READING PASSAGE:
---+---
Author: Smriti Goyal (github.com/SmritiGoyal)

End-to-end production-style pipeline that predicts repair turn-around time (RTAT) for a Fortune 500 appliance manufacturer's US service network, then translates predictions into segment-level resource allocation recommendations across four operational levers.

Repair turn-around time prediction sits at the intersection of operations research and applied machine learning, and it's harder than it first appears for three reasons:

• Operational variability is structural, not noise. Repair durations depend on engineer availability, parts logistics, channel routing rules, and customer responsiveness — five mostly-independent systems that each have their own failure modes. A naive average over the cohort hides 40-day swings between adjacent segments. The model needs to capture interactions across operational dimensions, not just main effects.
• Leakage hides in process timing, not just in target columns. Some features are populated at intake (safe), some during repair (only safe if the model is being scored mid-repair), some at close (post-hoc, unsafe for any forward-looking prediction). The pipeline introduces an explicit timing classification — INTAKE / TRAINING / POST_INTAKE / MEDIUM / POST_CLOSE — to keep that discipline mechanical rather than mental. The five-test automated audit catches the subtle violations that human review misses.
• Predictions only matter if they translate to interventions. A 4.60-day MAE is operationally meaningless without saying which 28 Market_Category × Channel segments to act on and which of four operational levers to pull. The downstream lever decomposition is the deliverable; the model is the input.

This project addresses all three within a reproducible single-machine pipeline.

The pipeline processes 2.19M repair records across 4 source years, joins three operational tables (master records, parts ledger, callback records), engineers 41 leakage-audited features, trains and compares 15 candidate models (7 classifiers + 8 regressors), and produces a prioritized action plan for the worst-performing service segments.
---+---
RECORD EXCERPTS:
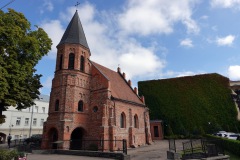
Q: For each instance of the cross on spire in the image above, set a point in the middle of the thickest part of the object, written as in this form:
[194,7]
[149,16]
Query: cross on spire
[77,5]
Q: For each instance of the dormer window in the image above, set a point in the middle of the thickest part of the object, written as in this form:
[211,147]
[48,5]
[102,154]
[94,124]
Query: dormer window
[82,64]
[71,61]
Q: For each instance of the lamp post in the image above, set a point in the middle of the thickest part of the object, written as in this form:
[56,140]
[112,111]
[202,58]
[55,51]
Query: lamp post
[10,128]
[30,130]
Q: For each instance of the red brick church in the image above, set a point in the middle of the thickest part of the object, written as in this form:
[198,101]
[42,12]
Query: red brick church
[90,101]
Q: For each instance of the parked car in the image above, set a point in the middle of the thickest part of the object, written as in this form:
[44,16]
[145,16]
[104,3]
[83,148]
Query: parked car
[230,135]
[220,133]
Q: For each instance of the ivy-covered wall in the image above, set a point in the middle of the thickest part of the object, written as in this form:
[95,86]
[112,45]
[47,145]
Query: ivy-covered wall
[191,105]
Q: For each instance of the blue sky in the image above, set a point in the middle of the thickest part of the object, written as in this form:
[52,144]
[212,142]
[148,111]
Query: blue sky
[151,39]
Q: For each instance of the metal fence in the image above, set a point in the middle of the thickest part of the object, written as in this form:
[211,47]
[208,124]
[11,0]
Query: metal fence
[85,144]
[202,148]
[172,145]
[92,145]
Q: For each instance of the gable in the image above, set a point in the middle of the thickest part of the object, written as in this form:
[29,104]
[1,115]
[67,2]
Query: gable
[118,86]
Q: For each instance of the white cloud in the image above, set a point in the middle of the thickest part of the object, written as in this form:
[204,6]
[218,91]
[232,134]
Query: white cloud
[234,72]
[186,42]
[55,31]
[108,46]
[225,41]
[47,5]
[226,4]
[204,17]
[157,16]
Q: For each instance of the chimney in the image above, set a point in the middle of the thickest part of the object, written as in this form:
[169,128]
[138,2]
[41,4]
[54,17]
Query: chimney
[135,90]
[119,70]
[124,75]
[130,82]
[142,99]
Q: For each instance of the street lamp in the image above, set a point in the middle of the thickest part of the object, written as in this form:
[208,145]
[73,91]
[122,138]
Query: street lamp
[10,128]
[30,130]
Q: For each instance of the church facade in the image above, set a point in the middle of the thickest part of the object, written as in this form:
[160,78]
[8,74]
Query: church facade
[90,101]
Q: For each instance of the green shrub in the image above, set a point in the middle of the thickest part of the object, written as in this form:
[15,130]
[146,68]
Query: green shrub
[191,105]
[230,145]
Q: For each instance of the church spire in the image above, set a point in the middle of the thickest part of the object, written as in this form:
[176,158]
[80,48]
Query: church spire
[74,33]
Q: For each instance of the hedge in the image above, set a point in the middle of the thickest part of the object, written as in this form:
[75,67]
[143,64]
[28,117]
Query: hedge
[233,146]
[191,105]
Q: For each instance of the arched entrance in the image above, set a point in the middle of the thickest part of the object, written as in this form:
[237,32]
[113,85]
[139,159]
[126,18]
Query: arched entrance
[2,137]
[53,137]
[76,139]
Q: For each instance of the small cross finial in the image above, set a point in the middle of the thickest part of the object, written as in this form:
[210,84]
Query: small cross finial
[77,5]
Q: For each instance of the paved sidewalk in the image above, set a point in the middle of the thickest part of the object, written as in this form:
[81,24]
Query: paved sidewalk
[61,157]
[156,151]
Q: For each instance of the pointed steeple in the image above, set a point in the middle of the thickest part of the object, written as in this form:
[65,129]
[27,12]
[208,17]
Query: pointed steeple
[74,33]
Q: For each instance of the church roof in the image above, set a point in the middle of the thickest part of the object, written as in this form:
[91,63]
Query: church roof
[74,33]
[120,89]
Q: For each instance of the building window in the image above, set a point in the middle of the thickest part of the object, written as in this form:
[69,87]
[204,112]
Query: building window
[95,109]
[34,121]
[122,121]
[16,137]
[71,61]
[36,107]
[57,105]
[60,62]
[80,106]
[82,64]
[18,121]
[26,121]
[136,123]
[156,133]
[42,121]
[43,108]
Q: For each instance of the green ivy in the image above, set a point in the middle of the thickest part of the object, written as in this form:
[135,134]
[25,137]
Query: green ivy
[194,104]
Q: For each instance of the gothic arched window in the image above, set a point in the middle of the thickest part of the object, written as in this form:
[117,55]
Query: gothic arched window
[80,106]
[71,61]
[82,64]
[57,105]
[122,120]
[136,123]
[60,62]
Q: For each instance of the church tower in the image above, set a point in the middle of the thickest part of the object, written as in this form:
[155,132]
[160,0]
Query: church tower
[70,87]
[91,102]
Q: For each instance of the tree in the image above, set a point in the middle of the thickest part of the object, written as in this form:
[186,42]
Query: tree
[20,50]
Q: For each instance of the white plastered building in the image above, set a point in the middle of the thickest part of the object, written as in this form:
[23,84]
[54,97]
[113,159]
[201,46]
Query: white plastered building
[26,122]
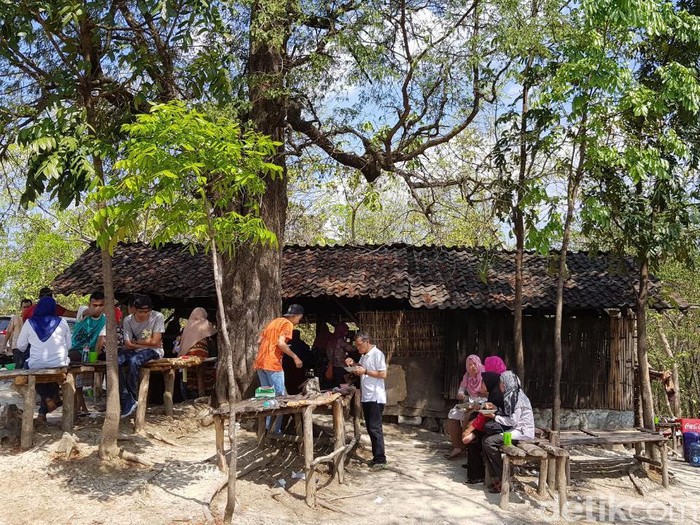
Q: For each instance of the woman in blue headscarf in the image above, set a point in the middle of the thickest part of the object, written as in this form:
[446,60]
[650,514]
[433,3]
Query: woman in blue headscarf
[48,336]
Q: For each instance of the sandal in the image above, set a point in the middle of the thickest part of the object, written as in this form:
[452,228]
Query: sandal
[495,487]
[52,404]
[454,454]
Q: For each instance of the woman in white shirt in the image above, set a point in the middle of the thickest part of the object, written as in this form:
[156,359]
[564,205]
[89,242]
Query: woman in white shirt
[516,417]
[48,337]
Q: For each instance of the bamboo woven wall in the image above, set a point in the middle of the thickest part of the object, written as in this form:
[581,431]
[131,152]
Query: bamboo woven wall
[598,355]
[409,333]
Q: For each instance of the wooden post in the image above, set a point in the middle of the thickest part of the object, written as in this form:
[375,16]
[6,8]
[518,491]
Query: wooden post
[664,464]
[220,451]
[200,381]
[505,482]
[97,384]
[357,409]
[542,481]
[27,439]
[169,377]
[309,470]
[140,420]
[561,481]
[69,402]
[299,427]
[339,439]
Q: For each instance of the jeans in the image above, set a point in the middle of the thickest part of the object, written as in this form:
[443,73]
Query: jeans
[373,420]
[274,379]
[130,363]
[46,391]
[492,451]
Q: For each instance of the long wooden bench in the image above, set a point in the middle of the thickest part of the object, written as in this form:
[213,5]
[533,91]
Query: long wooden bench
[166,366]
[26,381]
[536,451]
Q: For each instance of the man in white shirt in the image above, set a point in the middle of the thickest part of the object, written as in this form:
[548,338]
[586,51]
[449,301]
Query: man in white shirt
[143,341]
[372,372]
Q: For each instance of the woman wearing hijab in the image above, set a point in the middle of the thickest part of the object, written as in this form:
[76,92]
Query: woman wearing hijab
[469,389]
[50,340]
[517,415]
[475,431]
[193,340]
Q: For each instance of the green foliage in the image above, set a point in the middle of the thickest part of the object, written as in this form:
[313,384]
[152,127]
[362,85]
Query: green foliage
[200,178]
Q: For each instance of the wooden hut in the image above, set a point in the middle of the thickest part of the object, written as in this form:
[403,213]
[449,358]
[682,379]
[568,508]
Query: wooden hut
[428,307]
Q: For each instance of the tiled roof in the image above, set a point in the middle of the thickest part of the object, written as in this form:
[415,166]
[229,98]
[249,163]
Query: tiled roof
[423,276]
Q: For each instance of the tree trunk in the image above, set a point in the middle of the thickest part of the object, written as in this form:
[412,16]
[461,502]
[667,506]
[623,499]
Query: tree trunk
[252,275]
[675,402]
[110,429]
[642,358]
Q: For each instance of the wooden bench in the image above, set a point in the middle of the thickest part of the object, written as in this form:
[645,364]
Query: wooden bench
[26,381]
[167,367]
[535,451]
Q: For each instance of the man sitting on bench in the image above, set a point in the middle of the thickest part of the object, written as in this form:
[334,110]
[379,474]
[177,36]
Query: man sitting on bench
[143,341]
[517,416]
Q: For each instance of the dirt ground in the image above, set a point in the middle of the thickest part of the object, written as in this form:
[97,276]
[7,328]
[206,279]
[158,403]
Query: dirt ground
[41,486]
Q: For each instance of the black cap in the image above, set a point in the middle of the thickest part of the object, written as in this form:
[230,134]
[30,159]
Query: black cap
[294,309]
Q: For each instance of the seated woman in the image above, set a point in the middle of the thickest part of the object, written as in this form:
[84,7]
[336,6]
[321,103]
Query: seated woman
[469,389]
[492,365]
[194,341]
[49,337]
[516,415]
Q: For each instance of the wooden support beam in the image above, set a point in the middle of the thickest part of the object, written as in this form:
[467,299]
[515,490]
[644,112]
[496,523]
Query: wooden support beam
[140,419]
[169,378]
[69,402]
[309,470]
[339,438]
[29,395]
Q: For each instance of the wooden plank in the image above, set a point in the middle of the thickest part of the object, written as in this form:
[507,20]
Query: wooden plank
[219,436]
[512,450]
[140,419]
[664,464]
[339,439]
[169,378]
[309,470]
[532,450]
[561,484]
[542,479]
[29,394]
[505,483]
[69,402]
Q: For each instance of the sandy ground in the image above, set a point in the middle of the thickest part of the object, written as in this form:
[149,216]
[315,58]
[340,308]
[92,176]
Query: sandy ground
[41,486]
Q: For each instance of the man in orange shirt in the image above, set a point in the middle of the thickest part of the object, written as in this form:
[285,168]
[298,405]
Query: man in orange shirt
[273,344]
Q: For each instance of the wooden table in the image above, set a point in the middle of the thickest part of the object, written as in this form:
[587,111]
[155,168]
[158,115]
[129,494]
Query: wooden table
[167,367]
[302,407]
[26,381]
[620,437]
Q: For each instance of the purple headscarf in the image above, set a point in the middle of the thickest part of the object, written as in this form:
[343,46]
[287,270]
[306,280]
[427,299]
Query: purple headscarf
[44,319]
[469,383]
[494,364]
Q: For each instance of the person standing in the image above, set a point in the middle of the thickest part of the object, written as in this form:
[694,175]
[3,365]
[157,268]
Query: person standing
[13,333]
[273,343]
[143,341]
[372,371]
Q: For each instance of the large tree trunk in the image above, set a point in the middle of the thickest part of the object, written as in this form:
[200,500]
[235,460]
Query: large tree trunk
[252,276]
[642,358]
[110,428]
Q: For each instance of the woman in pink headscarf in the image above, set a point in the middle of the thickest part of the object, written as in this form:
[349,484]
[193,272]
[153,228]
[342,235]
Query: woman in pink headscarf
[493,365]
[469,388]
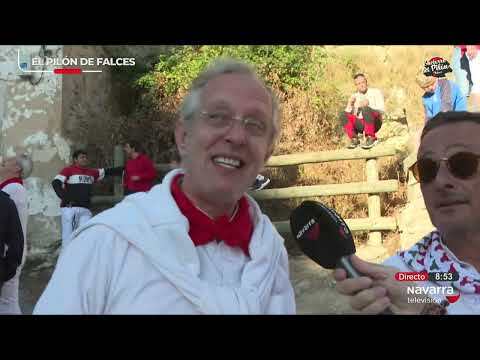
---+---
Summarize the repair turn-around time pipeline description above in two sentences.

The pipeline predicts repair turn-around time for a Fortune 500 appliance manufacturer's US service network and turns those predictions into segment-level resource allocation recommendations across four operational levers. Working on a single machine, it tackles structural operational variability, leakage hidden in process timing, and the need to turn predictions into interventions by processing 2.19M repair records from 4 source years, engineering 41 leakage-audited features, comparing 15 candidate models, and producing a prioritized action plan for the worst-performing service segments.